### Provided text
Start of Block

Who's on YOUR IRB?

A recent article complied by the FogMag science news aggregator reported that a significant number of academic institutions do not have clear policies regarding conflicts of interest of members on their Institutional Review Boards (IRBs). All academic institutions are required to formally assemble IRBs to approve and regulate the ethical research practices of individuals and groups associated with the institution.
A conflict of interest would occur if a member of an IRB was involved in the evaluation of a research proposal that she had personal investments in that could affect her unbiased review of the proposal, for example, if a professor on an IRB reviewed a proposal presented by one of her grad students.

Having served on my college's IRB last year, I can say from my experience it seems that some IRBs don't have clear policies about ANYTHING. In 2007-2008, every proposal that passed through our IRB received "expedited" status, meaning it was cleared for approval by the head of the IRB without the entire committee ever assembling to give proposals "full" review. When I joined in 2008, the college had not provided any decent resources to train new IRB members about the federal laws, operational guidelines, and minute-taking procedures necessary in all IRBs. Members spent more time scrutinizing the grammatical errors in proposals than evaluating the potential risk to human research participants. It took us half the year to streamline the process of reviewing proposals, cataloging them, and checking the appropriate areas of the proposal to look at carefully. We had mastered the bare-minimum requirements for reviewing research proposals without dwelling on the more complicated issues of conflict of interest (aside from times when my own research was being reviewed and I needed to step out of the room, although I cannot say the same for other members' honesty regarding the review of their own proposals).

End of Block

### Supplied information
Start of Block

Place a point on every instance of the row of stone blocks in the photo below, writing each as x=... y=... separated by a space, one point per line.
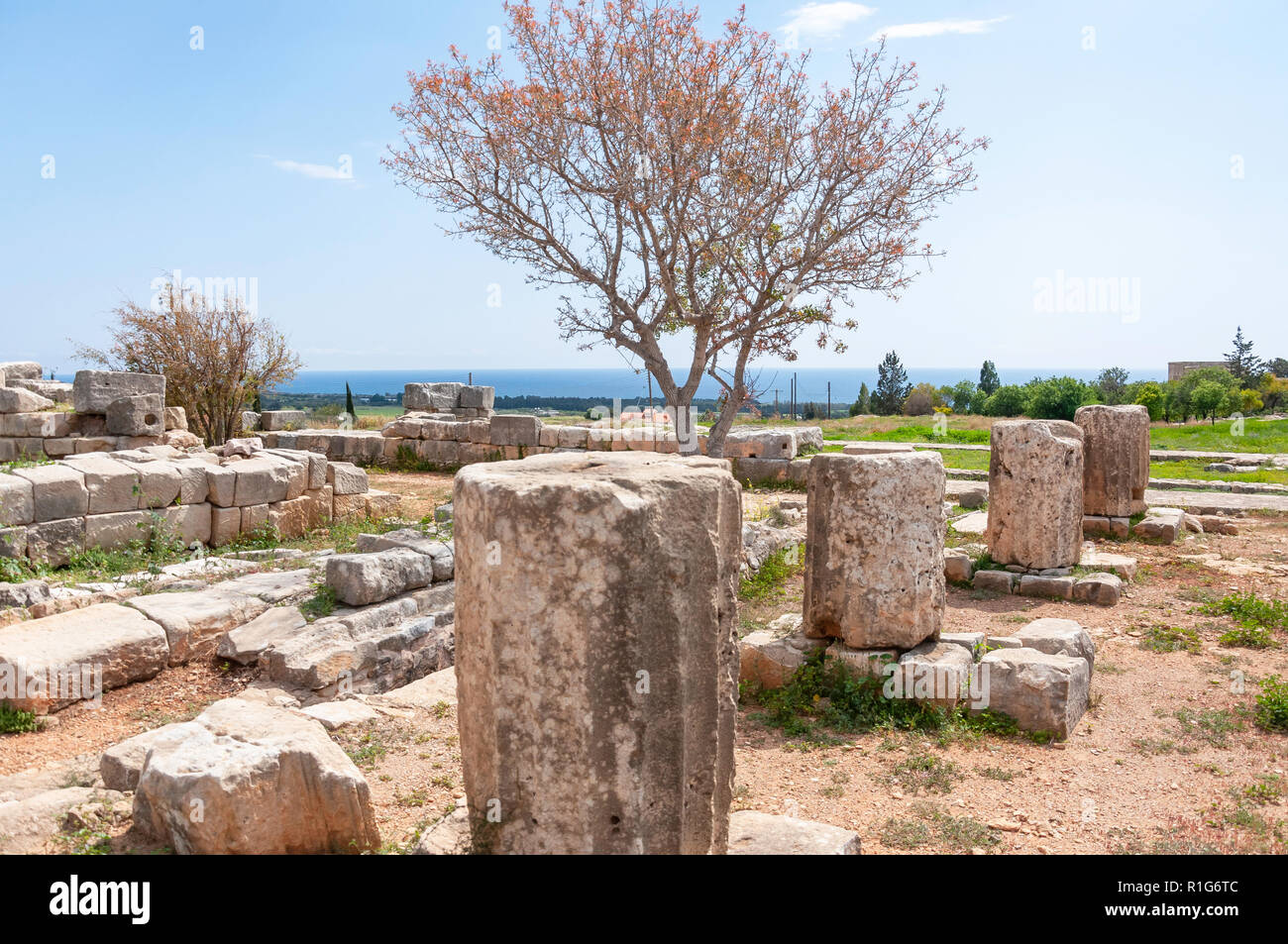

End of Block

### Work to complete
1. According to the IRB text, the college had not provided decent training resources on three subjects. Name all of them.
2. Write the next part of the text about IRB policies, picking up after its final sentence.

### Expected responses
1. federal laws, operational guidelines, and minute-taking procedures

2.
Serving on the IRB was as educational as it was frustrating. Not only did I learn what it might be like behind the scenes when other controversial research is being reviewed, I learned what it's like to work with a team of highly educated (all Ph.Ds) professional adults. Frankly, it isn't much different than working with teenagers when I served as president of my Associated Student Body in High School!

If my experience on the IRB is any indication of the way IRBs are handled at other institutions, we are in serious need of a national overhaul of IRB policy. Ethical review needs to be seen as more than a chore; some research, no matter how small or littered with misspellings in its proposal, raises serious ethical questions. In my time on the IRB, we never went through any process of discussing ethics themselves. Instead, it was up to each member to raise an issue with a specific proposal and support it on a case by case basis, rather than abiding by some established moral doctrine. It's no surprise, then, that the Massachusetts General Hospital's survey of 107 hospital and med school IRBs found that only 1 had a requirement that voting members must disclose industrial conflicts of interest (eg. being an investor in a medical device company seeking IRB approval to conduct research on a new device).

I recommend that IRBs become mandated to hold at least 1 public conference each year and 1 internal discussion about ethics each semester. Institutions have the obligation to create consistent doctrines about research ethics in the same way they create consistent doctrines about cheating. Each institution has the right to establish their own moral code in accordance with federal, state, and local laws. Of course, it is up to more than just the members of the committee to establish these policies, which is why public dialogue and IRB transparency is crucial to developing good research ethics policy. In addition, institutions ought to offer reasonable incentives to members on the board to go through more than minimal effort. Offering a million dollars to serve on an IRB would be unethical and create dangerous conflicts of interest, but there are certainly ways that institutions can make working on an IRB a more manageable commitment.